[Dataset rows on where objects appear]
'''

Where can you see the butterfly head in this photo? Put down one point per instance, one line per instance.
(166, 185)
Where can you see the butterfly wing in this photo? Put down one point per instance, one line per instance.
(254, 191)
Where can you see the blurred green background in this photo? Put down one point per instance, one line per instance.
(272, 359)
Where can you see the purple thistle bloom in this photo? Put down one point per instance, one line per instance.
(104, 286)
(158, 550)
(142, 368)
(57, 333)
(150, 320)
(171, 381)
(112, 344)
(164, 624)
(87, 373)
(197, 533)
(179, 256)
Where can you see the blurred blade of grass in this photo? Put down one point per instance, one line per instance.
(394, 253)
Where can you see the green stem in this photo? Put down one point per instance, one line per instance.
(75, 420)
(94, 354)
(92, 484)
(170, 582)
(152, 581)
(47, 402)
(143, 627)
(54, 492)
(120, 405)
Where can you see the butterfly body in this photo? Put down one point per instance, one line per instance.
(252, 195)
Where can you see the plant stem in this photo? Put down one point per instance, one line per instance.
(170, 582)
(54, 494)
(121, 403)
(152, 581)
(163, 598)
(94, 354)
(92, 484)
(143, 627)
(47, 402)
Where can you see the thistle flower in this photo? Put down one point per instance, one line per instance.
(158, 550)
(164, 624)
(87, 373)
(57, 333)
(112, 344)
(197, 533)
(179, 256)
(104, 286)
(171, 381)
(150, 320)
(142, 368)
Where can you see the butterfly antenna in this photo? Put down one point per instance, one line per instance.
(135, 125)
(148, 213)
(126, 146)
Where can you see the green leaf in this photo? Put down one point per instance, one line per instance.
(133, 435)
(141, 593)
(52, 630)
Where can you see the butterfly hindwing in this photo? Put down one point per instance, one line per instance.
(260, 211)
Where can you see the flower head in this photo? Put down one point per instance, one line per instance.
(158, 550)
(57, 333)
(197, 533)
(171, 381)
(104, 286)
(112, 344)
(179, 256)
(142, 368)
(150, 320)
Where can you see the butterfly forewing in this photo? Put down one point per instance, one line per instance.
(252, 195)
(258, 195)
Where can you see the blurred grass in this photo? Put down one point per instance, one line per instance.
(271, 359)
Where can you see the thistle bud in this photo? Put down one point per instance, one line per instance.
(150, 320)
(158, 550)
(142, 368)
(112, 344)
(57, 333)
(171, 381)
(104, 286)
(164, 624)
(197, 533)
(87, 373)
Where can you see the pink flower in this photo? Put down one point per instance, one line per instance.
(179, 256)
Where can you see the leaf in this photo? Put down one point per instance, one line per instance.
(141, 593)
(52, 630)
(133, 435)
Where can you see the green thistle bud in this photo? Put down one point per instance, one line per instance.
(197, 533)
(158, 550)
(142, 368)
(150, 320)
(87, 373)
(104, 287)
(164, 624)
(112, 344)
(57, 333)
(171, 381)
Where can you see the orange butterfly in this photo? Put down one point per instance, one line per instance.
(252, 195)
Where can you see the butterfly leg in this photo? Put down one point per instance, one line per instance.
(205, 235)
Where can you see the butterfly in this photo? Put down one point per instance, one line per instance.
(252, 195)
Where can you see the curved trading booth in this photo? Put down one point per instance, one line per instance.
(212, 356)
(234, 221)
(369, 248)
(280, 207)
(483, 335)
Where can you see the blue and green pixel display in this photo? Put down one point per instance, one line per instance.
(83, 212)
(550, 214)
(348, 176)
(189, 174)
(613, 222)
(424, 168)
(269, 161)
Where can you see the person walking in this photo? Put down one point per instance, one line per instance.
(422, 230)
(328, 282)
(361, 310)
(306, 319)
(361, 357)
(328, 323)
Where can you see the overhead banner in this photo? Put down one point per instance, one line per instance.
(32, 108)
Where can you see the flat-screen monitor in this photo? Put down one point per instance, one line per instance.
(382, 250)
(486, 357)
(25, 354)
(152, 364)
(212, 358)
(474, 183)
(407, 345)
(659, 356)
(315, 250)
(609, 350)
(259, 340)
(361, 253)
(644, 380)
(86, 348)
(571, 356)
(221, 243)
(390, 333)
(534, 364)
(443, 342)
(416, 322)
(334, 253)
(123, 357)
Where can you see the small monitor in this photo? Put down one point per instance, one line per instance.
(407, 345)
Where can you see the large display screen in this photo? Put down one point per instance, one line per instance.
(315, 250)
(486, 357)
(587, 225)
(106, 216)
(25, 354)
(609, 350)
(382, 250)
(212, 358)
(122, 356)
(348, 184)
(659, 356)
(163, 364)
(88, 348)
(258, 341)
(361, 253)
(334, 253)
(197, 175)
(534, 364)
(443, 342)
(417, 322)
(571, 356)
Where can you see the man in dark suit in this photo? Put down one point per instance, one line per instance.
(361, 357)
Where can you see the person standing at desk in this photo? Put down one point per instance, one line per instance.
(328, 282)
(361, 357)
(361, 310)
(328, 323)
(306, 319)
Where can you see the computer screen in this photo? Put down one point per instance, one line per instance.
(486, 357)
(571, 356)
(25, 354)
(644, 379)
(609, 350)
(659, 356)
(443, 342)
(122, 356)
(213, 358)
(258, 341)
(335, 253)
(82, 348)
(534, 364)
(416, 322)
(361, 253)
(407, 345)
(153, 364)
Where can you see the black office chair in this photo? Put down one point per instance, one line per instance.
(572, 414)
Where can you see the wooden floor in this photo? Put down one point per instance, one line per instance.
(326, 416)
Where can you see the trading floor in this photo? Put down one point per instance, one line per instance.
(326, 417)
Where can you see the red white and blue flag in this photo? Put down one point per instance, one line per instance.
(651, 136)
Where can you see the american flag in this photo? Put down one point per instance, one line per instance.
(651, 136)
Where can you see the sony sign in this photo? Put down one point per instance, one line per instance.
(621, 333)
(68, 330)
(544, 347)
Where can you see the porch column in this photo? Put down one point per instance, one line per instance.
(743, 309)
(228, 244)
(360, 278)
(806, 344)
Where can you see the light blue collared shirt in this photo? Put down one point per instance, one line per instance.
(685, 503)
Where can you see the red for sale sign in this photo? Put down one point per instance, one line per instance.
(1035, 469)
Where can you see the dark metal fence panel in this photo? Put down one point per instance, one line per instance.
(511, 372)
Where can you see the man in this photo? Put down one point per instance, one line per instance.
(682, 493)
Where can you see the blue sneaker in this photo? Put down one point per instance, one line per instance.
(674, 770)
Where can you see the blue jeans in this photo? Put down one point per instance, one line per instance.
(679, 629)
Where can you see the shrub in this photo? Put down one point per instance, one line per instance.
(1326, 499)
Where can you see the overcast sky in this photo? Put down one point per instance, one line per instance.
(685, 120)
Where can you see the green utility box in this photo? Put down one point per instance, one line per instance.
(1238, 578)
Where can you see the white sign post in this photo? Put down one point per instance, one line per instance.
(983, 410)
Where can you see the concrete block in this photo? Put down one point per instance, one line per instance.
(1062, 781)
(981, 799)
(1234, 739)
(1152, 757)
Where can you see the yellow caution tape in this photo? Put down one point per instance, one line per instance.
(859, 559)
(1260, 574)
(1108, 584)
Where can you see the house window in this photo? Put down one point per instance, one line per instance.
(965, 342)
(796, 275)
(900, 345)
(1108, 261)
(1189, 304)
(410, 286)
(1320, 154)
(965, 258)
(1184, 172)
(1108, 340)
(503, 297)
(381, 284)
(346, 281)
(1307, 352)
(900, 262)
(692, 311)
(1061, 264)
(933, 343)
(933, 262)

'''

__TASK INSTRUCTIONS__
Every line of the material must be returned exactly as it appears.

__OUTPUT FOR THIS TASK__
Where can you see the butterfly head in this photo? Put down one point per instance, one line per instance.
(166, 185)
Where can you see the butterfly wing in this photo? Put down one point per instance, one line per instance.
(254, 191)
Where can you see the blurred green background in this photo? Put down one point per instance, one line per instance.
(272, 359)
Where can you see the purple thistle bloom in this photo? Put down one point per instance, one line per instance.
(104, 286)
(158, 550)
(142, 368)
(57, 333)
(150, 320)
(171, 381)
(112, 344)
(164, 624)
(87, 373)
(197, 533)
(179, 256)
Where can you see the blurred blade of grass in this photo? Put down one point per instance, one line per instance.
(394, 253)
Where can you see the green stem in this photo? Put down one point per instance, one line per instance.
(75, 420)
(94, 354)
(92, 484)
(170, 582)
(152, 581)
(47, 402)
(143, 627)
(54, 492)
(120, 405)
Where can you see the butterfly body in this photo? Put down one point per instance, one line per instance.
(252, 195)
Where can you see the plant stem in this photo? Put down one point per instance, one line per instance.
(170, 582)
(54, 494)
(121, 403)
(152, 581)
(163, 598)
(94, 354)
(92, 484)
(143, 627)
(47, 402)
Where can you see the thistle flower in this photo? Put down one point per instance, one line per instance.
(158, 550)
(164, 624)
(87, 373)
(57, 333)
(112, 344)
(197, 533)
(179, 256)
(104, 286)
(171, 381)
(150, 320)
(142, 368)
Where can you see the butterfly antenna in this photo? Put down one point per instance, one line per instance.
(135, 125)
(148, 213)
(126, 146)
Where can you see the green leaf in this photo? Put down one point per instance, one line per instance.
(133, 435)
(141, 593)
(52, 630)
Where can you see the butterfly hindwing in this photo? Put down one point per instance, one line per instance.
(260, 211)
Where can you see the flower head in this photo? Put down one point per instance, one line per instance.
(158, 550)
(57, 333)
(197, 533)
(171, 381)
(104, 286)
(112, 344)
(179, 256)
(142, 368)
(150, 320)
Where can you see the butterfly forewing in this photo? Put down one point per instance, one line per instance.
(252, 195)
(258, 195)
Where can you see the blurred grass in this photo? Put down one point per instance, one line per instance.
(271, 359)
Where can you see the thistle bud in this photo? Put down one point per instance, one line per instance.
(150, 320)
(158, 550)
(142, 368)
(112, 344)
(57, 333)
(171, 381)
(104, 286)
(164, 624)
(197, 533)
(87, 373)
Where can you see the pink flower in this photo? Put down one point per instance, one line per instance.
(179, 256)
Where can you see the leaf in this photo? Put down one point per instance, one line per instance.
(141, 593)
(52, 630)
(133, 435)
Where can you see the green thistle bud in this photo? Put down one point per instance, one line per instance.
(197, 533)
(158, 550)
(142, 368)
(150, 320)
(87, 373)
(104, 287)
(164, 624)
(112, 344)
(57, 333)
(171, 381)
Where can you see the orange butterfly in this photo? Put down one point per instance, one line per instance.
(252, 195)
Where can you see the butterfly leg in this photo? Put down one point per instance, one line per instance.
(205, 235)
Where can you see the butterfly in this photo? Put down one point per instance, one line per instance.
(252, 195)
Where can you see the curved trading booth in this photo? Put down one point per instance, one line per instance.
(212, 356)
(234, 221)
(369, 248)
(280, 207)
(483, 335)
Where can you see the blue and green pixel display in this photo? Put down one point per instance, one line per instance.
(83, 212)
(550, 214)
(348, 176)
(189, 174)
(613, 222)
(424, 168)
(269, 161)
Where can you see the person walking in this photo? Put down one point per instance, one line per instance.
(422, 230)
(328, 282)
(361, 310)
(306, 319)
(361, 357)
(328, 323)
Where can you see the overhead banner in this photo? Put down one point per instance, one line per instance.
(32, 108)
Where can you see the flat-screen monitor in this photo? Put down one point per instance, one line per instance.
(382, 250)
(486, 357)
(25, 354)
(152, 364)
(212, 358)
(474, 183)
(407, 345)
(659, 356)
(315, 250)
(609, 350)
(259, 340)
(361, 253)
(644, 380)
(86, 348)
(571, 356)
(221, 243)
(390, 333)
(534, 364)
(443, 342)
(416, 322)
(334, 253)
(123, 357)
Where can you see the small monitor in this photo? Put down one point per instance, one line per instance.
(407, 345)
Where can you see the large display screen in this photo? Put down one point per instance, one line per instance.
(315, 250)
(486, 357)
(587, 225)
(106, 216)
(25, 354)
(609, 350)
(382, 250)
(212, 358)
(122, 356)
(348, 184)
(659, 356)
(163, 364)
(88, 348)
(258, 341)
(361, 253)
(334, 253)
(197, 175)
(534, 364)
(443, 342)
(417, 322)
(571, 356)
Where can you see the man in dark suit in this photo? Put down one point per instance, one line per instance.
(361, 357)
Where can you see the person standing at desk in this photo? Put down one point per instance, one line per instance.
(328, 282)
(361, 357)
(361, 310)
(328, 323)
(306, 319)
Where can you see the computer screen in this photo? Put down one point per instance, one line per instance.
(486, 357)
(571, 356)
(25, 354)
(644, 379)
(609, 350)
(659, 356)
(443, 342)
(122, 356)
(213, 358)
(258, 341)
(335, 253)
(82, 348)
(534, 364)
(416, 322)
(361, 253)
(407, 345)
(153, 364)
Where can you see the black office chair in this photo? Put down one point per instance, one line per instance.
(572, 414)
Where can you see the wooden floor in this photo? Put down one point per instance, one line per instance.
(326, 416)
Where can you see the trading floor in this photo? Put down one point per instance, one line per instance.
(326, 417)
Where can you see the red white and blue flag in this photo? Put down one point per instance, one line per instance.
(651, 136)
Where can you see the american flag in this photo? Put down one point per instance, one line per instance.
(651, 136)
Where can you see the sony sign in this photo? Put down one point per instance, one line per instance.
(621, 333)
(68, 330)
(544, 347)
Where can you see the porch column in this photo? Put down one point per instance, one line per instance.
(743, 309)
(228, 244)
(360, 278)
(806, 344)
Where can you see the light blue collared shirt in this photo? Put down one point per instance, one line per instance.
(685, 503)
Where can you see the red for sale sign in this photo? Put down one point per instance, one line per instance.
(1035, 469)
Where can you see the dark metal fence panel in this photo? Put down one point per instance, one line per instance.
(511, 372)
Where can you see the man in this photo? Put down one point per instance, one line per instance.
(682, 493)
Where can you see the blue sneaker in this photo? Put down one point per instance, one line per instance.
(674, 770)
Where can you see the blue jeans in this photo? Put down one point per instance, one line per instance.
(679, 629)
Where can you see the shrub in this photo? Put down one point per instance, one line per instance.
(1326, 499)
Where can you see the overcast sky in this photo? Put down one point per instance, one line per instance.
(685, 120)
Where can you see the green utility box in this photo? Put down one point per instance, one line per instance.
(1238, 578)
Where can you see the white sign post in this photo? Put down one point per instance, one line per instance.
(983, 410)
Where can you see the concrete block in this photo? Put down one point per instance, one line per instance.
(1062, 781)
(981, 799)
(1234, 739)
(1152, 757)
Where can you see the yellow caution tape in this photo? Put down one point per instance, one line per instance.
(859, 559)
(1260, 574)
(1108, 584)
Where can you see the house window in this photo? Put down one point per instance, one line per instance.
(965, 342)
(796, 275)
(900, 345)
(1108, 261)
(1189, 304)
(410, 286)
(1320, 154)
(965, 258)
(1184, 172)
(1108, 340)
(503, 297)
(381, 284)
(346, 281)
(1307, 352)
(900, 262)
(692, 311)
(1061, 264)
(933, 343)
(933, 262)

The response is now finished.